--- START ---

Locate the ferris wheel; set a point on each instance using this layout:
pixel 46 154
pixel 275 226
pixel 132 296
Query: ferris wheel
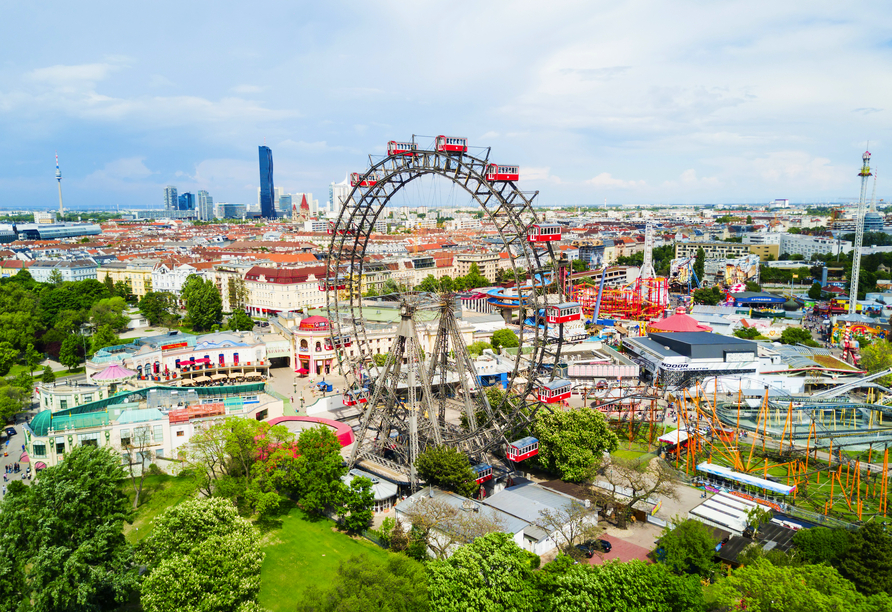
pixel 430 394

--- END ---
--- START ---

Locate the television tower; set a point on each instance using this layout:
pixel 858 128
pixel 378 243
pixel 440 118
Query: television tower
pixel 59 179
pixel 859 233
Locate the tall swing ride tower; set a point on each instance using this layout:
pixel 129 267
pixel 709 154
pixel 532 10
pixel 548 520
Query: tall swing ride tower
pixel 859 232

--- END ---

## EXERCISE DESCRIPTION
Collect from the data above every line that includes "each".

## SOLUTION TO THE EXERCISE
Locate the ferris wheel; set a point on each instance using this layout:
Locate the television tower; set a point on each instance using this layout:
Locate the tall swing ride tower; set a point on each instance using this layout:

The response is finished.